INSTRUCTIONS FOR THE TASK >> Please render the records below as a two-column CSV with the headers input and output, one row per record. Put each field in quotes and replace any line breaks with spaces.

┌──

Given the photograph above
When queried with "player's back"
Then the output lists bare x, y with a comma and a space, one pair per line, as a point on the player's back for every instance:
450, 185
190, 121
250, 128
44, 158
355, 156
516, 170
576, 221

└──

TASK ANSWER >>
input,output
"Given the photograph above When queried with ""player's back"" Then the output lists bare x, y with a comma and a space, one pair per line, as a point on the player's back for every instance:","450, 185 190, 121 250, 128 44, 158 355, 156 516, 170 576, 221"